Not likely. My four pear trees came from the same nursery and the same box, so I can definitely rule out dried or waterlogged roots.

I’m starting to question my decision to replace a failing pear tree with one on 87 rootstock. I should probably choose a better spot - somewhere the other 87 rootstock pears are doing well.

I actually have a potomac pear on OHxF87 from the same nursery Planted this spring with similar symptoms.

With the extremely wet spring we had here so far I’m starting to think the spot i planted it might just not drain well and may be hampering root development.

* **DATA EXTRACTS**:
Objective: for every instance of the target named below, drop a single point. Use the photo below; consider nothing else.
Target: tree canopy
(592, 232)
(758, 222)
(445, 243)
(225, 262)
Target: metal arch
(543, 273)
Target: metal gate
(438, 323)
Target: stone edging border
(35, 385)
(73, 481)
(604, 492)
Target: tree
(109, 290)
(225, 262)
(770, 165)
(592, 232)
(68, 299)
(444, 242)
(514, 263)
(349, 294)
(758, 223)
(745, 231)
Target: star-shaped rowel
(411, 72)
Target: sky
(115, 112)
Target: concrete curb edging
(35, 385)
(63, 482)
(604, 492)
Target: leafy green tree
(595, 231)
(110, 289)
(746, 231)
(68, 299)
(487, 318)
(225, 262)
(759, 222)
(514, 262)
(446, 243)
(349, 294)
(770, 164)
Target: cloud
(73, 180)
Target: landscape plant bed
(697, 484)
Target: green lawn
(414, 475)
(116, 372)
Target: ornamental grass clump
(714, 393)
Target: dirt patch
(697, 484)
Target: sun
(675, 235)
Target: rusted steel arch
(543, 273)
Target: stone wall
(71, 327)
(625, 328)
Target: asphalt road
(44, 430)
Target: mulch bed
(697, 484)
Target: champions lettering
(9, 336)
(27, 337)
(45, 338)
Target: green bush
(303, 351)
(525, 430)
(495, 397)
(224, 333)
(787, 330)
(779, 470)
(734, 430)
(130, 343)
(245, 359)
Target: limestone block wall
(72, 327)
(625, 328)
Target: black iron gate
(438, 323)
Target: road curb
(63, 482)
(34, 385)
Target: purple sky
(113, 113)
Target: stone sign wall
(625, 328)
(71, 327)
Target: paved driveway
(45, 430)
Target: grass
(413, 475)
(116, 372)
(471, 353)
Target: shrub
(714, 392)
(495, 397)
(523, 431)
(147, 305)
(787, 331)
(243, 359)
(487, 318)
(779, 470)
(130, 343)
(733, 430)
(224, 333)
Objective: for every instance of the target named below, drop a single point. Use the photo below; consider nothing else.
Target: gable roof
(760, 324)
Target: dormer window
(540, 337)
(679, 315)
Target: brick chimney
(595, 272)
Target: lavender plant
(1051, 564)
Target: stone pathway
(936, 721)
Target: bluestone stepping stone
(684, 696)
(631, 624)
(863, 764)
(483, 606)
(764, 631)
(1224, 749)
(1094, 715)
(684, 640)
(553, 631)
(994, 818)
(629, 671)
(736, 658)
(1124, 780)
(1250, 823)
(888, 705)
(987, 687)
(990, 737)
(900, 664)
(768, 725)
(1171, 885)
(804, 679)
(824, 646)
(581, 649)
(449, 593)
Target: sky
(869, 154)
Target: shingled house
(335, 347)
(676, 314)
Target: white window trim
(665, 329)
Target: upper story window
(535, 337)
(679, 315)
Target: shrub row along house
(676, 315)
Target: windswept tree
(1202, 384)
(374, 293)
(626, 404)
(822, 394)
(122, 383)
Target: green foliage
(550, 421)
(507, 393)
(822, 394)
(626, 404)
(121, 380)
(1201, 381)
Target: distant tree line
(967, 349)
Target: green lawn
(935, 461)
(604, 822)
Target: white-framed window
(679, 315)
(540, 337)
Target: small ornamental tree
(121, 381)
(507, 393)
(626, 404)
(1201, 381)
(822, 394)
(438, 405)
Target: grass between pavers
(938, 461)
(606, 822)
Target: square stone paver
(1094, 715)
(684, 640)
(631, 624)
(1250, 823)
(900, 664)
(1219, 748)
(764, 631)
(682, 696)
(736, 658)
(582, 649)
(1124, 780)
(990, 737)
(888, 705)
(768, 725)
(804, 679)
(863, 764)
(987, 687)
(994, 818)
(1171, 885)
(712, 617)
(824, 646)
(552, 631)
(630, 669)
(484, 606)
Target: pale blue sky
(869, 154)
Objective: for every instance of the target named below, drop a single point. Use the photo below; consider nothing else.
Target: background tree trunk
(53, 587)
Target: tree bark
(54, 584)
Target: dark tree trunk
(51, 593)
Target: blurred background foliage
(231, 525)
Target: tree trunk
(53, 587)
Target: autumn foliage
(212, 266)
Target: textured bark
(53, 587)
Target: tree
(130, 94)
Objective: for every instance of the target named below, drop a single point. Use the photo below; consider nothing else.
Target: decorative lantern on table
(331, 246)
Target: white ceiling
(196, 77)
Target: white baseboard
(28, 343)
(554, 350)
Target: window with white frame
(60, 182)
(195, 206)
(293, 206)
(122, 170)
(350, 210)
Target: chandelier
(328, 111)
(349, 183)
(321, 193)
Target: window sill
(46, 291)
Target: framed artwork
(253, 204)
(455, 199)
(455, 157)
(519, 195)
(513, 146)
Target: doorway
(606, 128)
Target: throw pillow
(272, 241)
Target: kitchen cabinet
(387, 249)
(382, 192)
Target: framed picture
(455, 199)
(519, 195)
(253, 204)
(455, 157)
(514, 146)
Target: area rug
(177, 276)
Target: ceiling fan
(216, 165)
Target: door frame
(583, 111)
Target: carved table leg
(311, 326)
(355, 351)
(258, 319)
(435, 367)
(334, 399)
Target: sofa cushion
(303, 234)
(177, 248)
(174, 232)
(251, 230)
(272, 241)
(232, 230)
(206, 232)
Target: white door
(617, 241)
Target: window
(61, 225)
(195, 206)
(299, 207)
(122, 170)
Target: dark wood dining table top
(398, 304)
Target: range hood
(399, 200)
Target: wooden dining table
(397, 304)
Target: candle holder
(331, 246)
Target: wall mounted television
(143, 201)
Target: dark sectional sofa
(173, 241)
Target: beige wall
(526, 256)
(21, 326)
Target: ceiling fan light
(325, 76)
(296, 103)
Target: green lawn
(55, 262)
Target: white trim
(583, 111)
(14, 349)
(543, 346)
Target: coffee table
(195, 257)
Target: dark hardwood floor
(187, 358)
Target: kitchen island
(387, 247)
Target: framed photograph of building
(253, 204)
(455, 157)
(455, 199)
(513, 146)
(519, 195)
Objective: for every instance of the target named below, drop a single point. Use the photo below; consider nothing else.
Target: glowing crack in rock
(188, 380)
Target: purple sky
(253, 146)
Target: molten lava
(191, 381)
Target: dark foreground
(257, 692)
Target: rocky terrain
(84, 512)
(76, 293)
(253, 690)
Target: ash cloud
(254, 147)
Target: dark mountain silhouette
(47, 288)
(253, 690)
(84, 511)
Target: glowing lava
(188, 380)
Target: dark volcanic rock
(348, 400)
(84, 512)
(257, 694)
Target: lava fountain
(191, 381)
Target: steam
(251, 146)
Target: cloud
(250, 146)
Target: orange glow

* **REQUIRED WORK**:
(a) For each statement, say whether it agrees with the pear tree post, answering yes or no and quoting the exact words of the post that decide it.
(i) The writer's four pear trees came from one nursery.
(ii) The potomac pear on OHxF87 was planted last fall.
(iii) The spring has been dry so far.
(b) Go on with the pear tree post, starting after its last sentence.
The material that comes after the pear tree post is separate from it.

* **ANSWERS FOR THE EXERCISE**:
(a)
(i) Yes: "My four pear trees came from the same nursery and the same box"
(ii) No: "Planted this spring with similar symptoms."
(iii) No: "With the extremely wet spring we had here so far"

(b)
The Olympic on Bet roots i got from them at the same time and planted about 15 feet away seems to be doing well enough despite arriving with (relatively) few roots, but my heavy clay is slow draining and with all the rain the last 2 months I’ve realized the spot the OHxF87 roots are planted in must be on just a slightly lower grade in the yard as it stays mushy longer after these 6inch+ rainfall weeks… debating if I should dig it up this fall after it goes dormant and replant it on a mound like i did for my stonefruit…

At the time of planting all the trees i got from them looked very good (the Olympic was the one i was least impressed by actually and that one seems to be doing fine just growing slow compared to my apples - it was slow waking up and has been slow growing but it had notibly fewer roots at planting so I’m attributing it to that and guessing in a year or will have recovered and become more vigorous) so I’m more inclined to think its my growing conditions vs the trees i recieved per se in this situation currently.